課題の指示:
漫画の紹介文のうち、「ITANで連載している「彗星」から始まり「ちゃけ、うまくいってません。」で終わる部分を、一字も変えずに書き写して返すこと。

ヒーローは連れ子の心を掴めるか「彗星継父プロキオン・1巻」



新しい親子関係を築けるか?(なにげに表紙裏が面白い)

めっちゃ面白い。
ITANで連載している「彗星継父プロキオンが面白い。ヒーローものかと思いきや、ヒーローという設定が日常の足を引っ張る設定が素敵。特に変身前と変身後の“子供からの”反応が違いすぎて面白い。変身後はまごうことなき世界のヒーロー。ただ、変身前は職業不詳のナヨナヨ眼鏡。ツナギ+ワイシャツ+ネクタイ+サンバイザー+指ぬきグローブ。これが・・・、これが・・・あなたのお義父さんよ(´;ω;`)ブワッ





彗星人が地球人と恋に落ちました

彗星人のプロキオン、地球名は流星士郎。侵略宇宙人から地球を守るためやってきた彼は、地球に降り立ったその日に女性(+息子)と出会います。離婚届を出しに行く途中に出会い、二人は恋に落ちます。ただし、彼女はすぐさま海外へ転勤することになり、日本に残されたのは星士郎と連れ子の天川郁生・・・。ぶっちゃけ、うまくいってません。

記録データ:
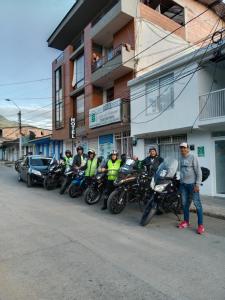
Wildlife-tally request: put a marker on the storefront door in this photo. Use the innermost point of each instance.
(220, 166)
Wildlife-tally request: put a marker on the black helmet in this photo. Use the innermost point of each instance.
(91, 151)
(80, 148)
(68, 152)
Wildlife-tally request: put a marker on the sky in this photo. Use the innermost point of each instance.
(25, 26)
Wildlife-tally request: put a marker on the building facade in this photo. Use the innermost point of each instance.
(104, 45)
(184, 101)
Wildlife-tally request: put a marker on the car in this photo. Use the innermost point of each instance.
(33, 169)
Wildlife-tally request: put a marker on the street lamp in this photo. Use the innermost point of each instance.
(20, 125)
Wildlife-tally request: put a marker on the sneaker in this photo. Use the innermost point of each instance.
(200, 229)
(183, 225)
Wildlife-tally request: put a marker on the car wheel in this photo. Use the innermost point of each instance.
(29, 181)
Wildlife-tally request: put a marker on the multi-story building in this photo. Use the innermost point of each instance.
(105, 44)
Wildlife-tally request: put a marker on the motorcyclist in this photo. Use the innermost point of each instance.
(152, 161)
(80, 158)
(68, 159)
(112, 168)
(91, 166)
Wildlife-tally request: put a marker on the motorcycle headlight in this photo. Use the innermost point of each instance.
(160, 187)
(36, 172)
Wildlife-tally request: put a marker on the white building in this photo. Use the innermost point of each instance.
(175, 103)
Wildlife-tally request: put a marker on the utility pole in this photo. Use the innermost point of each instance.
(19, 125)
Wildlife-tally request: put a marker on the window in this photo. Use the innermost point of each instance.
(58, 99)
(160, 94)
(168, 8)
(78, 72)
(110, 94)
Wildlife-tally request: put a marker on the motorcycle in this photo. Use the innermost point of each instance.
(54, 177)
(69, 175)
(94, 192)
(78, 185)
(131, 186)
(165, 196)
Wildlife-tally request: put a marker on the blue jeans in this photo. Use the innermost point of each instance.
(188, 194)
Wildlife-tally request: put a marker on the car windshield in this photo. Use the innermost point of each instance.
(40, 162)
(168, 168)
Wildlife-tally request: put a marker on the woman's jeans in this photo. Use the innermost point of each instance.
(188, 194)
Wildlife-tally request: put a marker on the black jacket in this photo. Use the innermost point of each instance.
(152, 164)
(77, 160)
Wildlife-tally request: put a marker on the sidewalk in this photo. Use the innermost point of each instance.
(213, 207)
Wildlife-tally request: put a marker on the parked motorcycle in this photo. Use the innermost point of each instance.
(94, 192)
(131, 186)
(55, 176)
(165, 196)
(78, 185)
(69, 175)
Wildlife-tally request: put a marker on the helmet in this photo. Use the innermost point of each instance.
(80, 148)
(68, 152)
(114, 152)
(91, 151)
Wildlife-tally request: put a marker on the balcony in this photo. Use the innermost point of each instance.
(120, 63)
(111, 19)
(212, 108)
(116, 111)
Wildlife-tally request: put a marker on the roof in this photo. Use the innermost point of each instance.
(83, 12)
(78, 17)
(192, 57)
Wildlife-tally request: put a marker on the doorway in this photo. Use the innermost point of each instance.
(220, 166)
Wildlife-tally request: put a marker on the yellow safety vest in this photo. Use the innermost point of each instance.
(91, 167)
(113, 169)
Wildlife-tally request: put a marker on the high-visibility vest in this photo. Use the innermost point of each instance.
(91, 167)
(113, 169)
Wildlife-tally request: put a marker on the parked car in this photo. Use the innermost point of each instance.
(33, 169)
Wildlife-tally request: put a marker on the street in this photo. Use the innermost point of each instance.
(55, 247)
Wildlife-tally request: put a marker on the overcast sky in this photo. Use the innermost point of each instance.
(25, 26)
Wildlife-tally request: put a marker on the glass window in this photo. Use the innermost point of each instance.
(80, 104)
(58, 99)
(160, 94)
(78, 72)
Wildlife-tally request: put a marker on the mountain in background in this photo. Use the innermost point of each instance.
(7, 123)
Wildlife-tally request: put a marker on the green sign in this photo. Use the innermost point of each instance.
(201, 151)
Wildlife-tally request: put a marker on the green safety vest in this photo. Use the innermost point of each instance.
(92, 165)
(113, 169)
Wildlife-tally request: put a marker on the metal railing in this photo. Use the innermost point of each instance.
(212, 105)
(103, 60)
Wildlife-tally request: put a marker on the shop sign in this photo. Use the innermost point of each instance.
(72, 128)
(105, 114)
(201, 151)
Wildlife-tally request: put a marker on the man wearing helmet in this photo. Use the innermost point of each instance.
(91, 165)
(68, 159)
(112, 168)
(152, 161)
(80, 158)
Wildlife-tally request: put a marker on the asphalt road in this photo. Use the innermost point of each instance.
(54, 247)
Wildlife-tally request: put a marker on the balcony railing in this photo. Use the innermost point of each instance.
(212, 105)
(103, 60)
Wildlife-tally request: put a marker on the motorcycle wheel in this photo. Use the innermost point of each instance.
(63, 186)
(149, 212)
(117, 202)
(92, 196)
(74, 191)
(47, 184)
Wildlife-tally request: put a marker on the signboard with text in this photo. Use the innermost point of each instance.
(105, 114)
(72, 128)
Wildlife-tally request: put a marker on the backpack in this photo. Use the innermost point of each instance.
(205, 173)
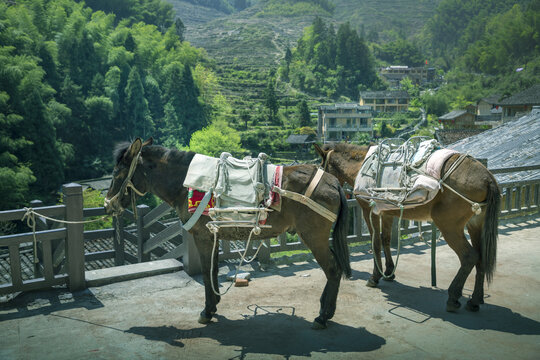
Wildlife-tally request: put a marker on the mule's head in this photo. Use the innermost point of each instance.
(342, 160)
(127, 180)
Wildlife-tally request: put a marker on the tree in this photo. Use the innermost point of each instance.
(180, 28)
(245, 117)
(15, 177)
(136, 111)
(215, 139)
(270, 100)
(304, 116)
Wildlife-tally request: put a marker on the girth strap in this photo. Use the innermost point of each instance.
(319, 209)
(314, 182)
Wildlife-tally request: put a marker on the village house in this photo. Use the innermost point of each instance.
(520, 104)
(385, 101)
(418, 75)
(337, 122)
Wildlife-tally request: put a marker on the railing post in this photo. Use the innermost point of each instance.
(393, 237)
(41, 224)
(433, 251)
(142, 234)
(73, 200)
(264, 253)
(190, 258)
(118, 241)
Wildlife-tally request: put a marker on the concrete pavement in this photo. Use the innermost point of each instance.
(156, 317)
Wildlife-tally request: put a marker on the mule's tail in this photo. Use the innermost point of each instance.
(340, 245)
(490, 229)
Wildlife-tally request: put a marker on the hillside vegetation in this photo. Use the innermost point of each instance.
(73, 82)
(238, 76)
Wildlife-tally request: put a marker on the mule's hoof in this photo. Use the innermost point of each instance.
(372, 283)
(318, 324)
(472, 307)
(453, 306)
(204, 320)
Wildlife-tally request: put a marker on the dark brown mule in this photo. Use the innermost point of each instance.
(162, 171)
(450, 213)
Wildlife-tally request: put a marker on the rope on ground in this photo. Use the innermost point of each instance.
(379, 266)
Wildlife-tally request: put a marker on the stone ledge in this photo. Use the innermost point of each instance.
(133, 271)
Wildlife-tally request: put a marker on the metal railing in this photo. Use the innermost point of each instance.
(61, 250)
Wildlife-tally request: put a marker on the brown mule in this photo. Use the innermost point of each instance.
(450, 213)
(143, 167)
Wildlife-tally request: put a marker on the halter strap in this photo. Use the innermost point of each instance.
(327, 159)
(128, 184)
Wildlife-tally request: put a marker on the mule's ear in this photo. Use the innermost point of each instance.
(319, 150)
(134, 148)
(148, 142)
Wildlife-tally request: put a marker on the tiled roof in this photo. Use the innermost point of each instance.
(450, 136)
(453, 114)
(343, 106)
(492, 99)
(300, 139)
(530, 96)
(512, 144)
(388, 94)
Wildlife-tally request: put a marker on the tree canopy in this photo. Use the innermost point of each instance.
(73, 81)
(331, 64)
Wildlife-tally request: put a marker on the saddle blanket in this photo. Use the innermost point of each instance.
(401, 175)
(235, 183)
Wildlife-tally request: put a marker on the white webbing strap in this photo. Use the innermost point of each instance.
(314, 182)
(198, 212)
(319, 209)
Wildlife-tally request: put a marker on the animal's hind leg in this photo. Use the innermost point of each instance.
(211, 299)
(320, 248)
(375, 236)
(455, 237)
(475, 231)
(386, 234)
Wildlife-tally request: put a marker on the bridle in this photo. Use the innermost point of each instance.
(326, 159)
(115, 201)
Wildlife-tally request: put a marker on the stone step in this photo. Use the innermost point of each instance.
(133, 271)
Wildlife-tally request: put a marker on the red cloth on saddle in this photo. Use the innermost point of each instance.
(194, 199)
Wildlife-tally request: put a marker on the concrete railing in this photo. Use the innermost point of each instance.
(61, 254)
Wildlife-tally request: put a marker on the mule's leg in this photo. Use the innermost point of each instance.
(386, 234)
(474, 227)
(204, 246)
(375, 234)
(320, 248)
(453, 232)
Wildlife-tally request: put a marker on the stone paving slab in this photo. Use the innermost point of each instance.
(156, 317)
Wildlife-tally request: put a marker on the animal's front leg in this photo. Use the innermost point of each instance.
(211, 299)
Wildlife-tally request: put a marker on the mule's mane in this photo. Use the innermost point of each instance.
(119, 151)
(154, 150)
(355, 152)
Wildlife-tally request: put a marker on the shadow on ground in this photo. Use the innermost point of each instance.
(421, 304)
(271, 330)
(46, 302)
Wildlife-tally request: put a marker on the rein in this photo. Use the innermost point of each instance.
(327, 159)
(128, 184)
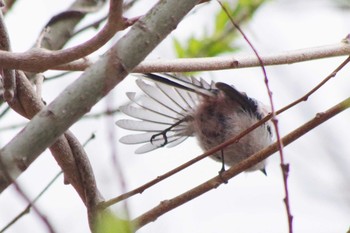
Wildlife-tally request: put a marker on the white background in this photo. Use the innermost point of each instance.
(319, 162)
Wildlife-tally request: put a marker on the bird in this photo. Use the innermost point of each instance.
(174, 107)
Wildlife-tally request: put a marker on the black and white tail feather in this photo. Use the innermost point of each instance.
(165, 111)
(177, 107)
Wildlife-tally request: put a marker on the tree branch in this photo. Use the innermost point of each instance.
(227, 62)
(170, 204)
(93, 84)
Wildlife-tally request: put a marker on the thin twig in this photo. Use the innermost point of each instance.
(143, 187)
(284, 167)
(30, 205)
(8, 75)
(227, 62)
(213, 183)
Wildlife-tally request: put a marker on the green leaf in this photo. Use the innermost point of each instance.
(110, 223)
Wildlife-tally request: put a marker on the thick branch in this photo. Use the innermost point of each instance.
(95, 82)
(228, 62)
(168, 205)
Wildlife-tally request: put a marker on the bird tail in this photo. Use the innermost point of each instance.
(164, 112)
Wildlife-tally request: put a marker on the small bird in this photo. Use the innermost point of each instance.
(175, 107)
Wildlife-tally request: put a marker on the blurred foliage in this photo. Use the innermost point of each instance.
(110, 223)
(222, 36)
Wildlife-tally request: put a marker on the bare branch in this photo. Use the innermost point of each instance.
(213, 183)
(228, 62)
(94, 83)
(9, 82)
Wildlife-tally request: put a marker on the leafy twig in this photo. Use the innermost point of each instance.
(227, 62)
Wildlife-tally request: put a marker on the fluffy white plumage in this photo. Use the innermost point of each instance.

記述解答:
ITANで連載している「彗星継父プロキオンが面白い。ヒーローものかと思いきや、ヒーローという設定が日常の足を引っ張る設定が素敵。特に変身前と変身後の“子供からの”反応が違いすぎて面白い。変身後はまごうことなき世界のヒーロー。ただ、変身前は職業不詳のナヨナヨ眼鏡。ツナギ+ワイシャツ+ネクタイ+サンバイザー+指ぬきグローブ。これが・・・、これが・・・あなたのお義父さんよ(´;ω;`)ブワッ





彗星人が地球人と恋に落ちました

彗星人のプロキオン、地球名は流星士郎。侵略宇宙人から地球を守るためやってきた彼は、地球に降り立ったその日に女性(+息子)と出会います。離婚届を出しに行く途中に出会い、二人は恋に落ちます。ただし、彼女はすぐさま海外へ転勤することになり、日本に残されたのは星士郎と連れ子の天川郁生・・・。ぶっちゃけ、うまくいってません。